* _Excerpt to read_:
East African Cables has been declared insolvent by KPMG with current liabilities exceeding current assets by Sh426 million.

According to the report,  it owes several banks money running into billions and has been struggling with declining sales since 2013.

The company’s books show that it has overdue loans amounting to close to Sh3.5 billion by end of last year.

A material uncertainty exists that may cast significant doubt on East African Cables Plc’s ability to continue as a going concern,” says KPMG. 

East African Cables Woes

The cables manufacturer has put up most of its assets such as land and buildings as security for the loans.

This is further a demonstration of the extent of the financial hole the company is in, according to The Star.

On Friday, the listed firm announced a Sh753 million loss for the delayed financial results for the year ended December 31, 2020.

This is a drop from a Sh631 million profit in 2019.

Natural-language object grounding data

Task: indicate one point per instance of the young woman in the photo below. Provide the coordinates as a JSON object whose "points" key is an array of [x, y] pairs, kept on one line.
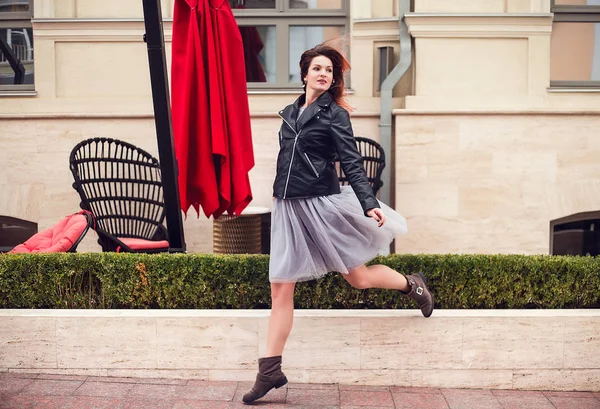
{"points": [[318, 226]]}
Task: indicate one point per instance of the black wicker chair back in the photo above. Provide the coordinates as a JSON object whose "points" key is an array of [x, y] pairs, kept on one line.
{"points": [[121, 186], [373, 161]]}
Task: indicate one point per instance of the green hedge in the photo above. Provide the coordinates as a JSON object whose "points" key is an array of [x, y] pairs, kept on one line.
{"points": [[204, 281]]}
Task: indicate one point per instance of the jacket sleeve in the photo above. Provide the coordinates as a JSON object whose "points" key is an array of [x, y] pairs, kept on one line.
{"points": [[351, 160]]}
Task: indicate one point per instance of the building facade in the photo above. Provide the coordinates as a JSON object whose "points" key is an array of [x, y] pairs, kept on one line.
{"points": [[494, 130]]}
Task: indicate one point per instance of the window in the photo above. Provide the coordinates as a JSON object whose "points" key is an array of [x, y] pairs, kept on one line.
{"points": [[576, 235], [16, 45], [575, 44], [275, 33]]}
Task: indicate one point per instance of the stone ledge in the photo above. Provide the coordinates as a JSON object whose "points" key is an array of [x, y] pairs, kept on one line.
{"points": [[503, 349]]}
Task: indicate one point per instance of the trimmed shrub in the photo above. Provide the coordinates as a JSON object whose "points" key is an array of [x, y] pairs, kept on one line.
{"points": [[206, 281]]}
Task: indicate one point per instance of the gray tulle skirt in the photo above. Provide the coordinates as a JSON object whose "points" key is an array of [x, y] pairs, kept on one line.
{"points": [[311, 237]]}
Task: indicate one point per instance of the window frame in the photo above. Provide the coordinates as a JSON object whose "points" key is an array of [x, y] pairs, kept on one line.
{"points": [[574, 14], [20, 19], [283, 17]]}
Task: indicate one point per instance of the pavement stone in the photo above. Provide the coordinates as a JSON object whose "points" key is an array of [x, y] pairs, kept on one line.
{"points": [[43, 391]]}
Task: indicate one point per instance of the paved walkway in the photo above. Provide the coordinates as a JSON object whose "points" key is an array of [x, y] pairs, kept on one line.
{"points": [[33, 391]]}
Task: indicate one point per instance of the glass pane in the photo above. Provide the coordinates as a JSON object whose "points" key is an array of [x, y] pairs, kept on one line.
{"points": [[16, 56], [259, 52], [251, 4], [575, 52], [14, 5], [304, 37], [316, 4]]}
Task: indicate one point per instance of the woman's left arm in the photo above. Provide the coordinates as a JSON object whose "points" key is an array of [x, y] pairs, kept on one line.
{"points": [[352, 161]]}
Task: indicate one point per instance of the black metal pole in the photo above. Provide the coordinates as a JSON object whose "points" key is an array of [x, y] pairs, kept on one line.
{"points": [[162, 117]]}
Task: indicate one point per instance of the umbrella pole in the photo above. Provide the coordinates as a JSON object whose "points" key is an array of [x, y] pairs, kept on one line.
{"points": [[162, 118]]}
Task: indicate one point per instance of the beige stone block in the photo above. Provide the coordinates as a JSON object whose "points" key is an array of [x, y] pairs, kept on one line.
{"points": [[519, 166], [428, 132], [582, 343], [572, 197], [557, 379], [537, 133], [411, 165], [489, 200], [22, 201], [208, 343], [64, 8], [431, 199], [197, 374], [38, 168], [469, 378], [28, 342], [84, 342], [463, 167], [432, 234], [384, 341], [578, 165], [237, 375], [95, 70], [63, 371], [311, 345], [460, 6], [109, 9], [493, 67], [519, 6], [388, 377]]}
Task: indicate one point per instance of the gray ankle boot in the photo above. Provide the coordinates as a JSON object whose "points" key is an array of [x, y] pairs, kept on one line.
{"points": [[420, 294], [269, 376]]}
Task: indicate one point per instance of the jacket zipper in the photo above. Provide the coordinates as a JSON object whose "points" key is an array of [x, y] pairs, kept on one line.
{"points": [[311, 165], [293, 153], [292, 158]]}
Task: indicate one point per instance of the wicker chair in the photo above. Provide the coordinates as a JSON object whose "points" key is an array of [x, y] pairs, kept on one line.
{"points": [[373, 161], [121, 186]]}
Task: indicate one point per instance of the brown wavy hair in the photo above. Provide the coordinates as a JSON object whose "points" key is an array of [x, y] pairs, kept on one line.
{"points": [[340, 66]]}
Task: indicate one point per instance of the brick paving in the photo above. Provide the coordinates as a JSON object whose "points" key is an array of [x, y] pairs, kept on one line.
{"points": [[38, 391]]}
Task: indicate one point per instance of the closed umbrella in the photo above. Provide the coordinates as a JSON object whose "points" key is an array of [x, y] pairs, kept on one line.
{"points": [[211, 119]]}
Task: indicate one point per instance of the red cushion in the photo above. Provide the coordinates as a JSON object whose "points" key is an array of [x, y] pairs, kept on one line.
{"points": [[141, 244], [58, 238]]}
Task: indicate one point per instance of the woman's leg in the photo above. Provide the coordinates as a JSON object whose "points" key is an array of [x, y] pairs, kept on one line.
{"points": [[280, 324], [380, 276], [282, 316], [377, 276]]}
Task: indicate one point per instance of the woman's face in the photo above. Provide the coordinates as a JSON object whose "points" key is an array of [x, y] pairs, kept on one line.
{"points": [[319, 75]]}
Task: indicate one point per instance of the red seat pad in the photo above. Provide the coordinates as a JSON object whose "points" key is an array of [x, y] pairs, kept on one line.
{"points": [[142, 244], [58, 238]]}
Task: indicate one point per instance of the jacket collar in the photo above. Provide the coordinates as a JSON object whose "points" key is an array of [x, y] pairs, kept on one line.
{"points": [[290, 113]]}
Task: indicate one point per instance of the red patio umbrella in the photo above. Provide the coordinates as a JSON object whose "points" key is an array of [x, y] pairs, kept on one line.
{"points": [[211, 118]]}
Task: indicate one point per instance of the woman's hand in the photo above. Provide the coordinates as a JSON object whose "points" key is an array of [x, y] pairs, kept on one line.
{"points": [[377, 215]]}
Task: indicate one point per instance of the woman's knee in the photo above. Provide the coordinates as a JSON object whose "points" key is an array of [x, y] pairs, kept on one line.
{"points": [[282, 292], [357, 278]]}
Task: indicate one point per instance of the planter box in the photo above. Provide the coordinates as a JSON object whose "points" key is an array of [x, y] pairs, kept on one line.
{"points": [[501, 349]]}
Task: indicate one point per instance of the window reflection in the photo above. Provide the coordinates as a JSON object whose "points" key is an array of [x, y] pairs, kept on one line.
{"points": [[259, 52], [251, 4], [12, 6], [575, 51], [16, 56], [316, 4]]}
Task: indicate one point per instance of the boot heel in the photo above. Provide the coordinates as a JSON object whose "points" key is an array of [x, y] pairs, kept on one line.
{"points": [[281, 383]]}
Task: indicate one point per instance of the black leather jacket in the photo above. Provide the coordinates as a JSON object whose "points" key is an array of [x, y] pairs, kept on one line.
{"points": [[308, 146]]}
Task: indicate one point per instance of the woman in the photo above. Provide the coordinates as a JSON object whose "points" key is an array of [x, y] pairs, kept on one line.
{"points": [[318, 227]]}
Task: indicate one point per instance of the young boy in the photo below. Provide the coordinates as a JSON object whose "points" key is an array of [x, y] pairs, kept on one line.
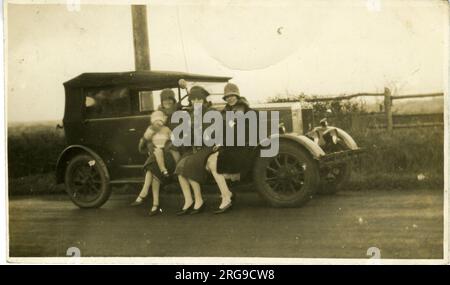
{"points": [[157, 137]]}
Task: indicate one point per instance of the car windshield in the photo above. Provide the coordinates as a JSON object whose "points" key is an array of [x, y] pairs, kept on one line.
{"points": [[215, 90]]}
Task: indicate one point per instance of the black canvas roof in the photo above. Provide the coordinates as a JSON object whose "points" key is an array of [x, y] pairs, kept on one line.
{"points": [[139, 78]]}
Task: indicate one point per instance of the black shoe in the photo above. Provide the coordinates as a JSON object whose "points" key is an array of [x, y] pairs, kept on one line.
{"points": [[185, 211], [136, 203], [199, 210], [233, 197], [224, 209], [155, 212]]}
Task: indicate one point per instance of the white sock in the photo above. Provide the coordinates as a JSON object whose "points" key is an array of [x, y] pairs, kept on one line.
{"points": [[225, 202]]}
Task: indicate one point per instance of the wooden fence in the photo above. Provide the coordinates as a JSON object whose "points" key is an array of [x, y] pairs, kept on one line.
{"points": [[391, 121]]}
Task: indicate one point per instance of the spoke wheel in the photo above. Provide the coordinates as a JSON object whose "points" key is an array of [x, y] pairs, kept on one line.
{"points": [[87, 182], [289, 179]]}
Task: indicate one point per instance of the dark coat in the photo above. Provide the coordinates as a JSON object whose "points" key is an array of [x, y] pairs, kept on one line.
{"points": [[236, 159], [192, 164]]}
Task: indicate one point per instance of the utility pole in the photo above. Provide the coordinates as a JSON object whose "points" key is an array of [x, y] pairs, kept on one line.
{"points": [[140, 37], [388, 109]]}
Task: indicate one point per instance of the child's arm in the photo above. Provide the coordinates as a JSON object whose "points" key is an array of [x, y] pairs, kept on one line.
{"points": [[145, 145]]}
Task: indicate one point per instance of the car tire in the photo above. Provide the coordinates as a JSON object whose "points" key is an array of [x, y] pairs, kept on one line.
{"points": [[87, 181], [289, 179]]}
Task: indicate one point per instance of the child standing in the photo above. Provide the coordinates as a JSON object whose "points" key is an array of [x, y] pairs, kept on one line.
{"points": [[161, 155]]}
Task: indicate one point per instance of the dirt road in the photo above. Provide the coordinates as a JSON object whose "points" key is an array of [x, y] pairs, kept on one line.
{"points": [[402, 224]]}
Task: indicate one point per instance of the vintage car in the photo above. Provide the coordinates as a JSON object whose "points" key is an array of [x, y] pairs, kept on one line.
{"points": [[107, 113]]}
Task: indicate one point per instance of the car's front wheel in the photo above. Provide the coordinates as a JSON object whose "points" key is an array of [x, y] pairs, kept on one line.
{"points": [[87, 181], [289, 179]]}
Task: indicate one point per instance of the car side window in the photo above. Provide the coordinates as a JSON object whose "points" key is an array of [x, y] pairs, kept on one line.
{"points": [[107, 103], [150, 100]]}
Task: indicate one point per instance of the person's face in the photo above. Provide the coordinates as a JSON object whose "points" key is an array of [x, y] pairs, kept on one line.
{"points": [[158, 124], [168, 104], [197, 101], [239, 108], [231, 100]]}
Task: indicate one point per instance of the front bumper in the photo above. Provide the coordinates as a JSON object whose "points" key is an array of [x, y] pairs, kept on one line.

* _Task 1_:
Answer these questions from the report on East African Cables:
(a) By how much do the company's current liabilities exceed its current assets?
(b) How much in overdue loans did the company have by the end of last year?
(c) What loss did the firm announce for the year ended December 31, 2020?
* _Task 2_:
In the report on East African Cables, on what basis did KPMG declare the company insolvent?
* _Task 3_:
Extend the report on East African Cables, picking up after its final sentence.
The records are separate material with no link to the report on East African Cables.

* _Task answer 1_:
(a) Sh426 million
(b) Close to Sh3.5 billion
(c) Sh753 million

* _Task answer 2_:
KPMG declared the company insolvent because its current liabilities exceeded its current assets by Sh426 million.

* _Task answer 3_:
The loss was attributed to a near wipeout of other income.

This shrunk to just Sh7.5 million from a greater Sh.1.5 billion the previous year.

The firm also posted a pre-tax profit loss of Sh555.1 million during the year under review compared to a profit of Sh658.7 million in 2019.

EA Cables’ primary business nevertheless remained resilient amidst the pandemic.

It had revenues up 14 percent to Sh1.8 billion after leveraging new distribution channels.

Suspension at NSE

Last year, the firm was moreover suspended from trading at the Nairobi Securities Exchange (NSE)  over talk of possible liquidation.

Mauritius-headquartered SBM Bank had filed a petition to liquidate East African Cables.

This is after the company defaulted on an Sh285 million loan.

Other creditors include Equity Bank which offered the manufacturer Sh1.6 billion to restructure loans.

These loans were previously held by Standard Chartered Bank Kenya Ltd and Standard Chartered Bank Tanzania.